L’inaugurazione del nuovo New Museum of Contemporary Art si è protratta lo scorso primo dicembre per trenta ore di apertura gratuita. Attorno all’edificio progettato dallo studio di architettura SANAA (Kazuyo Sejima + Ryue Nishizawa), lungo la Bowery, ha inaugurato qualcosa come una dozzina di gallerie, alcune delle quali di recente apertura.
È questo un momento positivo per un’area di New York che ha vissuto la sua dose di tempi difficili e l’entusiasmo è palpabile. Qualcuno però si mostra scettico: “Here comes the art, there goes the neighborhood” (arriva l’arte, se ne va il quartiere).
In effetti questa è stata la situazione dai tempi del boom artistico dell’East Village negli anni Ottanta, l’ultima volta che Manhattan ebbe un universo artistico alternativo, un quartiere dove artisti e galleristi — spesso anch’essi artisti — di giorno vivevano, esponevano, compravano arte e di notte festeggiavano. Ma una volta che proprio quest’arte ha trasformato il quartiere in una zona chic con limousine in sosta davanti all’entrata delle gallerie, gli immobili hanno subito una forte impennata e gli artisti hanno iniziato a emigrare.

Dati grezzi:
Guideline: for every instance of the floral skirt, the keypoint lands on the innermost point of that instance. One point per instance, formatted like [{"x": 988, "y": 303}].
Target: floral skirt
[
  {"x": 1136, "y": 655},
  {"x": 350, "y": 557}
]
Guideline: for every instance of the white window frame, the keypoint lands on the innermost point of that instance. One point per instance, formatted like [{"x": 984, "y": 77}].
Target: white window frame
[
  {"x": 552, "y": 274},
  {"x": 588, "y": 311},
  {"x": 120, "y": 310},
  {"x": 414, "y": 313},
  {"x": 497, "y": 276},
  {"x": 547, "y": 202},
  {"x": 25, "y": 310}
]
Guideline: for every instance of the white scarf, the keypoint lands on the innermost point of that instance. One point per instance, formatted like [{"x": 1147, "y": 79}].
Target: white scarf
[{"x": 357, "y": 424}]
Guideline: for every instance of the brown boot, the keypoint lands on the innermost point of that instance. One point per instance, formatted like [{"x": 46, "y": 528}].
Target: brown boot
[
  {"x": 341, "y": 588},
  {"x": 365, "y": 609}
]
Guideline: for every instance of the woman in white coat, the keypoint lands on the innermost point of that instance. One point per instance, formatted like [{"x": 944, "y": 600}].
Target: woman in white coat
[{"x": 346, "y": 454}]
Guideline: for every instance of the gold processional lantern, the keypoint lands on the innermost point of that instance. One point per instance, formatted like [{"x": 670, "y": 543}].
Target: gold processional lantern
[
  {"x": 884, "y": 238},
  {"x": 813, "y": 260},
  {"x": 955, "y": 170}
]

Istruzioni da seguire: Trascrivi fedelmente il passo del testo estratto che inizia con "L’inaugurazione del nuovo" e termina con "va il quartiere).". Le voci costituiscono un materiale separato dal testo estratto.

Risultato dell'esercizio:
L’inaugurazione del nuovo New Museum of Contemporary Art si è protratta lo scorso primo dicembre per trenta ore di apertura gratuita. Attorno all’edificio progettato dallo studio di architettura SANAA (Kazuyo Sejima + Ryue Nishizawa), lungo la Bowery, ha inaugurato qualcosa come una dozzina di gallerie, alcune delle quali di recente apertura.
È questo un momento positivo per un’area di New York che ha vissuto la sua dose di tempi difficili e l’entusiasmo è palpabile. Qualcuno però si mostra scettico: “Here comes the art, there goes the neighborhood” (arriva l’arte, se ne va il quartiere).